"""
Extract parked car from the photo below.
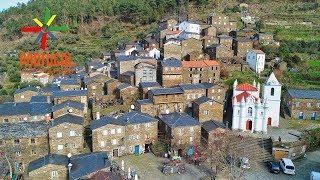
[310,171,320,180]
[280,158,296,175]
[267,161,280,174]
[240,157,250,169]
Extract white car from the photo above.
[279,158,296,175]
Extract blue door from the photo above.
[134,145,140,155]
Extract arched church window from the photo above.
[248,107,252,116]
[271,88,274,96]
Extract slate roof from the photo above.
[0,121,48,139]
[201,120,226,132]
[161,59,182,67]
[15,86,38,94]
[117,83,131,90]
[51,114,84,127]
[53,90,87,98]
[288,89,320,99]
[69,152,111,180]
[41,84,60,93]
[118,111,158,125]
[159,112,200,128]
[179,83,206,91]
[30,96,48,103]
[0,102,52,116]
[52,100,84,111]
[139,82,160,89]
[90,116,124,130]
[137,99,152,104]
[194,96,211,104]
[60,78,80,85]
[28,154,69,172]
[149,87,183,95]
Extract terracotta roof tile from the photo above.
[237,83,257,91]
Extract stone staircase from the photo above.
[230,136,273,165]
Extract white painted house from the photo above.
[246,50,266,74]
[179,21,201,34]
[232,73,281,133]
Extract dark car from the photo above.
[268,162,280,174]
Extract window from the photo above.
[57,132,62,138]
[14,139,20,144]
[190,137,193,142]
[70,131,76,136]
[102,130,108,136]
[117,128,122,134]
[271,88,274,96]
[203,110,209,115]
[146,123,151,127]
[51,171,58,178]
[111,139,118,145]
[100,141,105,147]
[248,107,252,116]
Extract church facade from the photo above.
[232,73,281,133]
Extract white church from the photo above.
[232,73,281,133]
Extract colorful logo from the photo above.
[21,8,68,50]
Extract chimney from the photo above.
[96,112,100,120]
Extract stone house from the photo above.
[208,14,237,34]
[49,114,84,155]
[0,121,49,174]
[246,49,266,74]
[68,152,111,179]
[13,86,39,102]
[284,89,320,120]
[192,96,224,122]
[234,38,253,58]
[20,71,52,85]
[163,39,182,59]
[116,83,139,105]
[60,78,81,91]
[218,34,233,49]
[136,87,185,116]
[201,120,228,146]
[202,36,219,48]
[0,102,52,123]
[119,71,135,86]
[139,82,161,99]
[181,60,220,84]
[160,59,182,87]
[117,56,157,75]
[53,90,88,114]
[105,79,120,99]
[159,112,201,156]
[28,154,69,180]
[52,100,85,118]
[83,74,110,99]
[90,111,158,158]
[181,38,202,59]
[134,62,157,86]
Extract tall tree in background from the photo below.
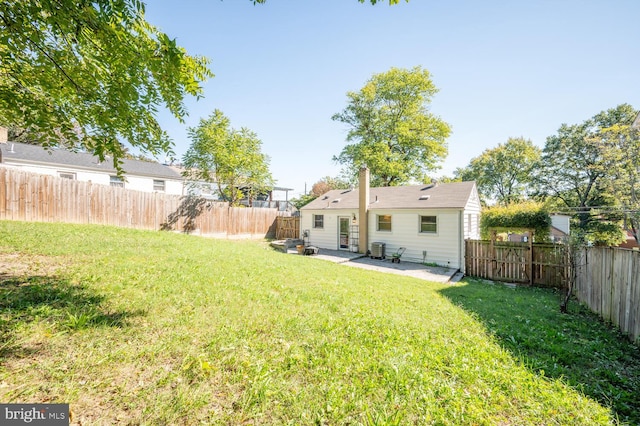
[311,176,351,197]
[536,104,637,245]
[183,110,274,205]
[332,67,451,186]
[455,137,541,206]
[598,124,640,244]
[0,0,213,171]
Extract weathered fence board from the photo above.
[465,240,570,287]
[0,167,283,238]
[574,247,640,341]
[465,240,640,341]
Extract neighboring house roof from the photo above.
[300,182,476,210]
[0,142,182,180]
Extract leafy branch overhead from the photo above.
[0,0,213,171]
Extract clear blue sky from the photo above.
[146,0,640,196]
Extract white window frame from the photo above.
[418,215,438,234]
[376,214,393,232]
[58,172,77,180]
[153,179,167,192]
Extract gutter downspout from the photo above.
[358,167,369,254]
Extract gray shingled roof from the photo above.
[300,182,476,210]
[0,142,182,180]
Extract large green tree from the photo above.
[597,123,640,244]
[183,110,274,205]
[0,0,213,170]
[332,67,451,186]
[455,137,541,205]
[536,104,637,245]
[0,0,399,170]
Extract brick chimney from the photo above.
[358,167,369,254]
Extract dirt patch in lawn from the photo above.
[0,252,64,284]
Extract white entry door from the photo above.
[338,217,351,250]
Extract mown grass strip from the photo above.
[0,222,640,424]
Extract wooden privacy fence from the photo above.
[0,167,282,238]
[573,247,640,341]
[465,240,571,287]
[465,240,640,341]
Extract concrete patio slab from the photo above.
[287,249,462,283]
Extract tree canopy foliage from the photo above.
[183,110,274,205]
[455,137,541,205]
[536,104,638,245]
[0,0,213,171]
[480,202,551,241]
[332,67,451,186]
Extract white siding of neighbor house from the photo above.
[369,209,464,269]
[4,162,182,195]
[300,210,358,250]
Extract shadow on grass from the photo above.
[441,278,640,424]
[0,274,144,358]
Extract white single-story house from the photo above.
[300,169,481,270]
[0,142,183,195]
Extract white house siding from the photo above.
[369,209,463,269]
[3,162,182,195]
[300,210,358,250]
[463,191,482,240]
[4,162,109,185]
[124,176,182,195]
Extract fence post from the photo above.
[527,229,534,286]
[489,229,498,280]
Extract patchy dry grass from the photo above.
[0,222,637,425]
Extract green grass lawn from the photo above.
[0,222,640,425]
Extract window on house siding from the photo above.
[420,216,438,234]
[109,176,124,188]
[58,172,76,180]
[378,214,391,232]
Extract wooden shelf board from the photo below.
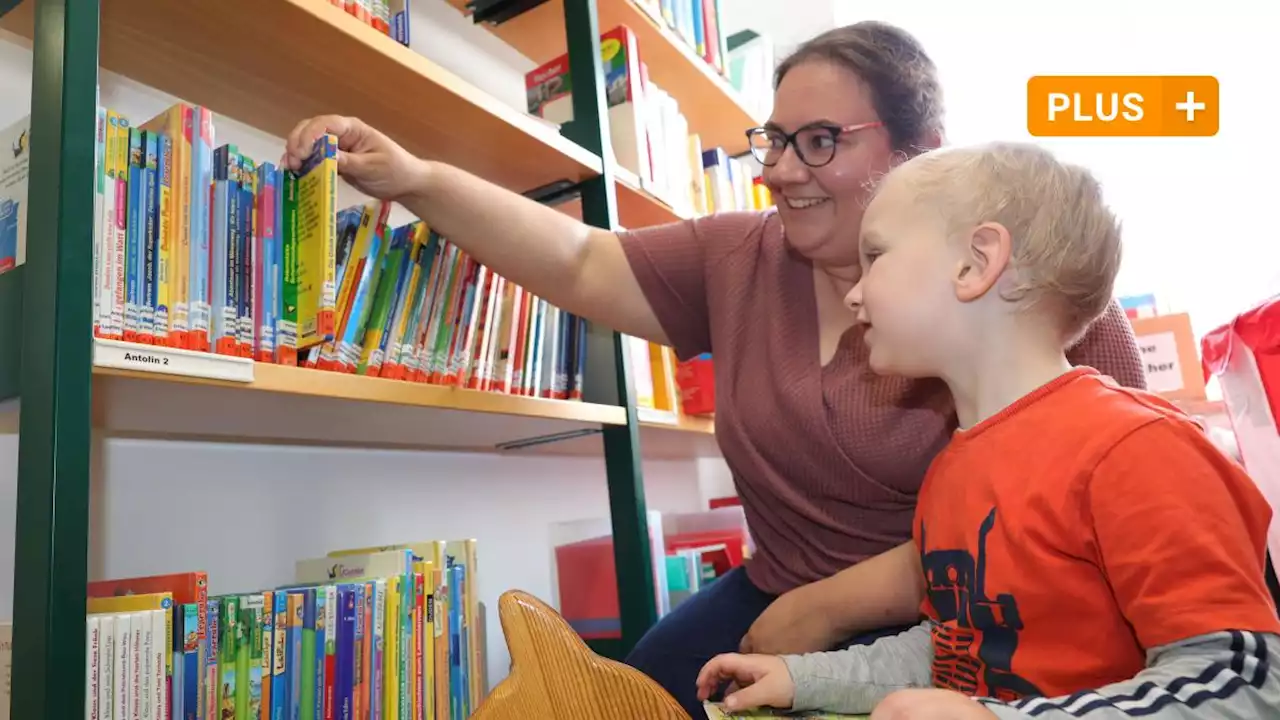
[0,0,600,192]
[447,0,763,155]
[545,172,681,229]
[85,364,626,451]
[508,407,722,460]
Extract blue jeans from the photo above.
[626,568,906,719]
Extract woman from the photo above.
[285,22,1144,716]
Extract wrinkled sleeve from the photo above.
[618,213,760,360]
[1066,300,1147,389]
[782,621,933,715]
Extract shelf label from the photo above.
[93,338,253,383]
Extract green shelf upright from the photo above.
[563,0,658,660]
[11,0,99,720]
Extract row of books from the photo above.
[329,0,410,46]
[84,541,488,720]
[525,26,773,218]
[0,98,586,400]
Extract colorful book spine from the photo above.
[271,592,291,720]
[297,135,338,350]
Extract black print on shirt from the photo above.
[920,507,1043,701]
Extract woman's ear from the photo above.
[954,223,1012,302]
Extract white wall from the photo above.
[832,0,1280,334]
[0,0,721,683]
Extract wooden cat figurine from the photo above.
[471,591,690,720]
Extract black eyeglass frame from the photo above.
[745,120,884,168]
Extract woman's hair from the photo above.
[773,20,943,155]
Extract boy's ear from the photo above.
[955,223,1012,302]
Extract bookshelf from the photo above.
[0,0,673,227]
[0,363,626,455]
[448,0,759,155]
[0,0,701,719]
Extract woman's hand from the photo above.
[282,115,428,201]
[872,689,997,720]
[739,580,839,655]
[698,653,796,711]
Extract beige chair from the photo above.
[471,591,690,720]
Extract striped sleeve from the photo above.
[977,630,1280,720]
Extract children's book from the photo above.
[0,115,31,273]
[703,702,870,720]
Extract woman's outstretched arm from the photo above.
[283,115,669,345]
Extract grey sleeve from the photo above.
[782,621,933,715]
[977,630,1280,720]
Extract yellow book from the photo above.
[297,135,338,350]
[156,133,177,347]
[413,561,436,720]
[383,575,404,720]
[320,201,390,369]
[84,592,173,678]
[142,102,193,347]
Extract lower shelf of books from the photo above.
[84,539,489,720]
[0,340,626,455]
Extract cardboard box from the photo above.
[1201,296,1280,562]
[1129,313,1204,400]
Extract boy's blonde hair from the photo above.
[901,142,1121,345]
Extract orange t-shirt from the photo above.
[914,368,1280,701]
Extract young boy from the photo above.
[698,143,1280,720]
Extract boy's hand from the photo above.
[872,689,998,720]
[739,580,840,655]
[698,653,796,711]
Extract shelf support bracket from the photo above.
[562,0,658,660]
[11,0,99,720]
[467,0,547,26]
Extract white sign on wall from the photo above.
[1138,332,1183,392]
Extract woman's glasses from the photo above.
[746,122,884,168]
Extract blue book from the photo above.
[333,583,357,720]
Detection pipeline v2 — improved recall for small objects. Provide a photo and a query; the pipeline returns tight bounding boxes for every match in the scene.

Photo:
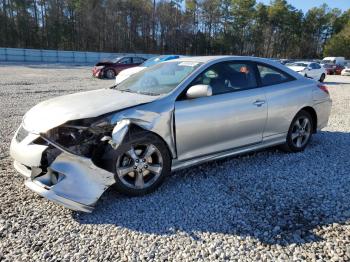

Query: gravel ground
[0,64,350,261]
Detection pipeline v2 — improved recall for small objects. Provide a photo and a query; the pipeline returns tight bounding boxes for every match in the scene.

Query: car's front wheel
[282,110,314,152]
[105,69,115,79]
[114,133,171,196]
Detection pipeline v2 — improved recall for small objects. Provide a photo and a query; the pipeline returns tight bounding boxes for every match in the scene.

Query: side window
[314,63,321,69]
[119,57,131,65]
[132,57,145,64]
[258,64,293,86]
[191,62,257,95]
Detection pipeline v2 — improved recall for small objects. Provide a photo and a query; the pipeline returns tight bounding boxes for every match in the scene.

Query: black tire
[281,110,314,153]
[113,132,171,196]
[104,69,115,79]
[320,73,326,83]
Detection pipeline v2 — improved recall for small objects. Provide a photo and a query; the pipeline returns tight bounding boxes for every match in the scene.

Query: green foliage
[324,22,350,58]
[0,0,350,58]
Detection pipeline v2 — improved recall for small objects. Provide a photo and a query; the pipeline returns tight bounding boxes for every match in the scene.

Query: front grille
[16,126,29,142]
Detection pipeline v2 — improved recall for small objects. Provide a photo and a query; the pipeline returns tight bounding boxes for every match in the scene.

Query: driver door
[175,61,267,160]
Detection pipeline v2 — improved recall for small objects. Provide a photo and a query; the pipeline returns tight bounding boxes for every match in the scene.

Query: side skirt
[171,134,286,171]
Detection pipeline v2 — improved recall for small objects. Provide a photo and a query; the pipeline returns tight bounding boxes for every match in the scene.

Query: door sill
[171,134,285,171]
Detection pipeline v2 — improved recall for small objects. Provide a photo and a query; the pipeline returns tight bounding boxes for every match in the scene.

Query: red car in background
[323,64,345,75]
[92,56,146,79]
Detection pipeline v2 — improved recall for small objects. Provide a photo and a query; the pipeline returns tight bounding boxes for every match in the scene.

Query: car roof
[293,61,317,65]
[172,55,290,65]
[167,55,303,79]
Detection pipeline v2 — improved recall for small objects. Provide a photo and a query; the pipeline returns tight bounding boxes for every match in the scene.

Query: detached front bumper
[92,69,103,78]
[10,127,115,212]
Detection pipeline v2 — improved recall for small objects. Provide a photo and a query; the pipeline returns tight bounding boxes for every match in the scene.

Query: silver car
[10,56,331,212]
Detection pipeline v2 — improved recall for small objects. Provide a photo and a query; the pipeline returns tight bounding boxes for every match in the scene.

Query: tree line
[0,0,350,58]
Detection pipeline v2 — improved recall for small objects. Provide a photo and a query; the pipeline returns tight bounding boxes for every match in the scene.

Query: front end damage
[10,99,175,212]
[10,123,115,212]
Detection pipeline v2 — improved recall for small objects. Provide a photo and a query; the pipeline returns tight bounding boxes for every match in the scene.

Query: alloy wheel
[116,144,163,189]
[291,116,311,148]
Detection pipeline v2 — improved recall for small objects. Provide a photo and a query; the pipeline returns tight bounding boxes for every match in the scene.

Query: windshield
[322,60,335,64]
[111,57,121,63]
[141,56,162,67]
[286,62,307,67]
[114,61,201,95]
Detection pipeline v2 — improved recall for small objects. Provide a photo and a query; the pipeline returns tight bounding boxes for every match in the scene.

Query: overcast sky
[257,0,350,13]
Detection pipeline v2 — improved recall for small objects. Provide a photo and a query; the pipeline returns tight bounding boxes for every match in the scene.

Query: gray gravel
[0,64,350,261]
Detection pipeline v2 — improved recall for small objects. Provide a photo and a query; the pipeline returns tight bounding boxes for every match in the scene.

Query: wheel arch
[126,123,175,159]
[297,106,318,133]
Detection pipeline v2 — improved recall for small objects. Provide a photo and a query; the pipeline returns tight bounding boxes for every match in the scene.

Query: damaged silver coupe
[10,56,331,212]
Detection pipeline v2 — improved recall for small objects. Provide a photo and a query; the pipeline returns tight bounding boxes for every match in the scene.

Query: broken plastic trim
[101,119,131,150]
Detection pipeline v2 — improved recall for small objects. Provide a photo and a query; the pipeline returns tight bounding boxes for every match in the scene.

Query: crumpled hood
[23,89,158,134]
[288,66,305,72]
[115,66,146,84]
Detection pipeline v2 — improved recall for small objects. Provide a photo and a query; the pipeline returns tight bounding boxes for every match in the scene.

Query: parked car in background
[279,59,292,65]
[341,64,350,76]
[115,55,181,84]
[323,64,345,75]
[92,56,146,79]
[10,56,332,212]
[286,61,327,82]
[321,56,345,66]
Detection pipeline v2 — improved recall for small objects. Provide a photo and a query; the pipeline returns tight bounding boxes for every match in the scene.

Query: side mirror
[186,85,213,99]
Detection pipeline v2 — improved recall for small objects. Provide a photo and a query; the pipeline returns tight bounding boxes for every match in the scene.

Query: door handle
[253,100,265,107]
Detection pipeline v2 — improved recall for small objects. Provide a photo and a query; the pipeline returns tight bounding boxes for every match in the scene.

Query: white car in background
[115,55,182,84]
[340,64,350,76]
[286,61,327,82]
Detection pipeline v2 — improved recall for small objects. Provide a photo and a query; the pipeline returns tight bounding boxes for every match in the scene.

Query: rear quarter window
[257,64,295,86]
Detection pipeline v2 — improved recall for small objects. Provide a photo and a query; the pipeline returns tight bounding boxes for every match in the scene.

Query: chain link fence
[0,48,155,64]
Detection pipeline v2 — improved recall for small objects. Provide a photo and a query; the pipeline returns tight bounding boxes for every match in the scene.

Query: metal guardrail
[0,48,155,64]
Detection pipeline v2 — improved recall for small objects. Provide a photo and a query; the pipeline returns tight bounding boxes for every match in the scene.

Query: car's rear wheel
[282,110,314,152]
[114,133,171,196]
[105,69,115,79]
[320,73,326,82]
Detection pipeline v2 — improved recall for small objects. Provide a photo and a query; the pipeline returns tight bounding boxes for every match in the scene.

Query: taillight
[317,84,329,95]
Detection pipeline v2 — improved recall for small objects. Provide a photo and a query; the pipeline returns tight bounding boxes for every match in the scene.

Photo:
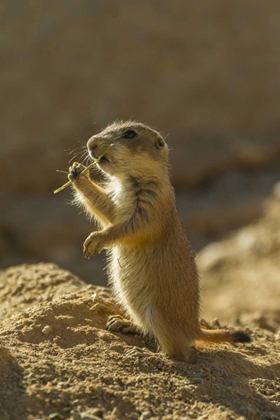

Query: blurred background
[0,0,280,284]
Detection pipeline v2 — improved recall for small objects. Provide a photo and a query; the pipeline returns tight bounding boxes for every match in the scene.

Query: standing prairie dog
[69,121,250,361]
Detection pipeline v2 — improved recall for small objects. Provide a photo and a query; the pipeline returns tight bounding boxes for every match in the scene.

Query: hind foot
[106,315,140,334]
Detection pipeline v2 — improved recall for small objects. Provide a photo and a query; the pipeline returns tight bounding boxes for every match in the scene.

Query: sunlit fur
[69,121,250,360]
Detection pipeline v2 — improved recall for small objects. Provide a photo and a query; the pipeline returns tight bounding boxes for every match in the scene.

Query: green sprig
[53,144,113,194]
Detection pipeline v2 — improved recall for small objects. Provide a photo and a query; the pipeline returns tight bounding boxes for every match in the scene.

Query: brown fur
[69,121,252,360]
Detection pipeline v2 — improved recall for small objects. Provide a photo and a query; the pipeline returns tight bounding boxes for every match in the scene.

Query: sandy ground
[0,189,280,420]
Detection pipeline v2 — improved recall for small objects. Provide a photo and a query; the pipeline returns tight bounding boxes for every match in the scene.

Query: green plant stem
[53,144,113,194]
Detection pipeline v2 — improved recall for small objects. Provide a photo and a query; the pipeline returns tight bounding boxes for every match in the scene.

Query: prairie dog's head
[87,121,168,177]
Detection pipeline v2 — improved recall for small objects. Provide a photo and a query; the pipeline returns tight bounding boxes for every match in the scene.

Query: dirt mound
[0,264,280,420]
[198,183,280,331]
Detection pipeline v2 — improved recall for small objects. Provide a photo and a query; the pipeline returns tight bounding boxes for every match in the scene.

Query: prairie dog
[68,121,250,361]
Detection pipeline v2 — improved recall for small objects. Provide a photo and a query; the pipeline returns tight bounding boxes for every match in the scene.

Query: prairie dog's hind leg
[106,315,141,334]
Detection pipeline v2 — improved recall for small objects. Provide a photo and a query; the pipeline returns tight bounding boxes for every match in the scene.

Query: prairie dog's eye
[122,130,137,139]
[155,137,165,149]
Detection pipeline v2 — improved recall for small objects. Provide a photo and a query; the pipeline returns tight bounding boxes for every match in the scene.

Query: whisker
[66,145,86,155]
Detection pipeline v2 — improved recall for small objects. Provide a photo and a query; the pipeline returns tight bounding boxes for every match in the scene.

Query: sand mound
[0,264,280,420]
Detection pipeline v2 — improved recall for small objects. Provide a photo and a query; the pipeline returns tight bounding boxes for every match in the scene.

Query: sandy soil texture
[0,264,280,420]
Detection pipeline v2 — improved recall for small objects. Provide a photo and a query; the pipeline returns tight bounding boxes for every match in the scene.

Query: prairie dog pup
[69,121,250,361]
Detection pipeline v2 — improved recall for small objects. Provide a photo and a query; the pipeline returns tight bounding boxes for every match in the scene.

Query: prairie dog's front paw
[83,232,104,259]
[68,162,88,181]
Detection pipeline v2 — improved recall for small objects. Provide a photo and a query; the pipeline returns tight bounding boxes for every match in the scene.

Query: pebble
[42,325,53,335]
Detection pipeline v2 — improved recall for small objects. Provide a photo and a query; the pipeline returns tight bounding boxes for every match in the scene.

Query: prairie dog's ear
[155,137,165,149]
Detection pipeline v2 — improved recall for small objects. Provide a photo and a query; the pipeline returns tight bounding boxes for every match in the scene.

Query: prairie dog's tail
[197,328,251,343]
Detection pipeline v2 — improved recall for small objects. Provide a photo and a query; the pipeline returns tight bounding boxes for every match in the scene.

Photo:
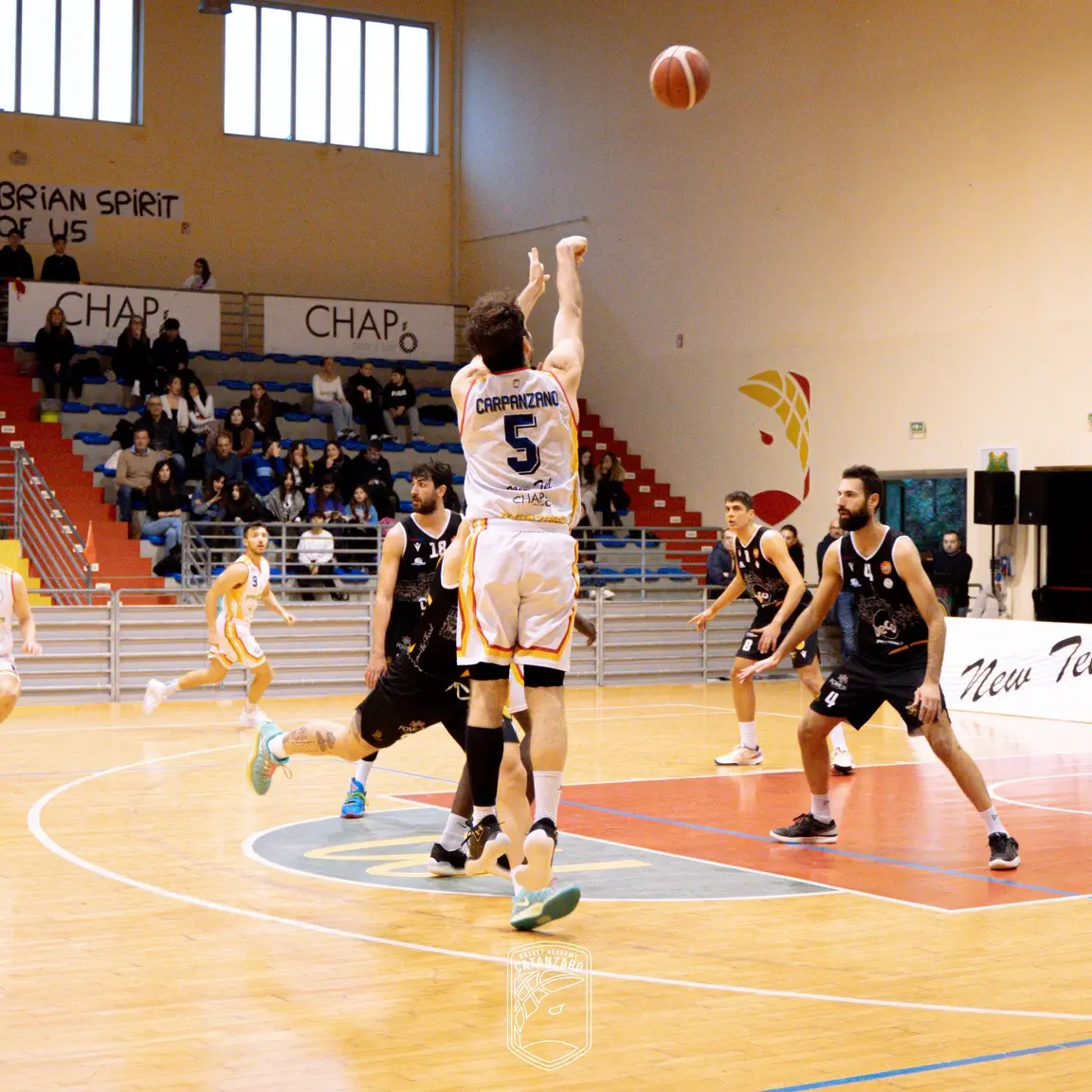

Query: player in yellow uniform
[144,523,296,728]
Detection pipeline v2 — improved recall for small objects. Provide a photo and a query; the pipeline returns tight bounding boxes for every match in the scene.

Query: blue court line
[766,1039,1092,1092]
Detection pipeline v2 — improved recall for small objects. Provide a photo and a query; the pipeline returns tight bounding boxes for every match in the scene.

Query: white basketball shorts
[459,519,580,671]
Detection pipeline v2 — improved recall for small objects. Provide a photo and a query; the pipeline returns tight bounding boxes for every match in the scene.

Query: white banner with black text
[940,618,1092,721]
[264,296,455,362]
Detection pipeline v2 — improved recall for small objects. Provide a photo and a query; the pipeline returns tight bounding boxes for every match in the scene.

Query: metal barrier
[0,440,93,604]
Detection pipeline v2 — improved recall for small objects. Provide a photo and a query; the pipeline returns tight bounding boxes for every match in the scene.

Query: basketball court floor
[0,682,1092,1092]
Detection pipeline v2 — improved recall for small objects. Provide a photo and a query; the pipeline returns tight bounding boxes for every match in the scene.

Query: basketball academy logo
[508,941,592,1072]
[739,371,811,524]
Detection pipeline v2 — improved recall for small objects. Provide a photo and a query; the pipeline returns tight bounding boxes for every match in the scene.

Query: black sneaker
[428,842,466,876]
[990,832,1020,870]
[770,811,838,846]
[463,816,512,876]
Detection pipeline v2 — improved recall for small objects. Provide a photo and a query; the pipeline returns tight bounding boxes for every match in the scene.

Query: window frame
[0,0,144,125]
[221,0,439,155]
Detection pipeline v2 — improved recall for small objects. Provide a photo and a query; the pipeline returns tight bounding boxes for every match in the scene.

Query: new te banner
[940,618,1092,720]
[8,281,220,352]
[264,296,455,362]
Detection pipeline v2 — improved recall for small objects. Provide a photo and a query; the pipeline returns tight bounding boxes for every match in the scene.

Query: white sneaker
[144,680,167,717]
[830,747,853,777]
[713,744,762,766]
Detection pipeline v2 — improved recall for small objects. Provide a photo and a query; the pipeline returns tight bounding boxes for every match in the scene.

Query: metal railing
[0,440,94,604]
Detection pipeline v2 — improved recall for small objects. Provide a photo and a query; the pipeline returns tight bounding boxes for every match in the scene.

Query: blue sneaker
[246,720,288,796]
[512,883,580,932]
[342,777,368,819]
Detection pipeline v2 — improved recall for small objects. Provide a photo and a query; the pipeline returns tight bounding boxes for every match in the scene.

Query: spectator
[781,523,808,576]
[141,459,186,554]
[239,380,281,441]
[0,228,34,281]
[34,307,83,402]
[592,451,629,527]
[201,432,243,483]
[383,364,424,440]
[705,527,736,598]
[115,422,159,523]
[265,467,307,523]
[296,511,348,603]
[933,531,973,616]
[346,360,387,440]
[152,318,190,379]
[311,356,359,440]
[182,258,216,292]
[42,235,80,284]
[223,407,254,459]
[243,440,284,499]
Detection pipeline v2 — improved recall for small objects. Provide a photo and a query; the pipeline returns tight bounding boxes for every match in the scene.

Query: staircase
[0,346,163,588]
"""
• _Work instructions_
Swap "Extract" for "Locate" in the records, from the line with "Extract blue jeans from the photo above." up to and including the line with "[954,223,1012,302]", and give only those lines, with nothing else altered.

• _Right answer_
Locate blue jeans from the photo above.
[626,568,906,719]
Locate woman from the photo above.
[285,22,1144,716]
Locate wrinkled sleeve from the photo above.
[618,213,760,360]
[1066,300,1147,389]
[782,621,933,715]
Locate shelf label from the photo above.
[93,338,253,383]
Locate green shelf upright from the photo above.
[563,0,658,660]
[11,0,99,720]
Locate row of books from the photo above.
[329,0,410,46]
[84,541,488,720]
[525,26,773,218]
[0,98,586,400]
Locate colorful book spine from the photo above.
[271,592,291,720]
[297,135,338,350]
Locate black print on shirt from the photo above.
[920,507,1043,701]
Locate woman's ear from the photo above.
[954,223,1012,302]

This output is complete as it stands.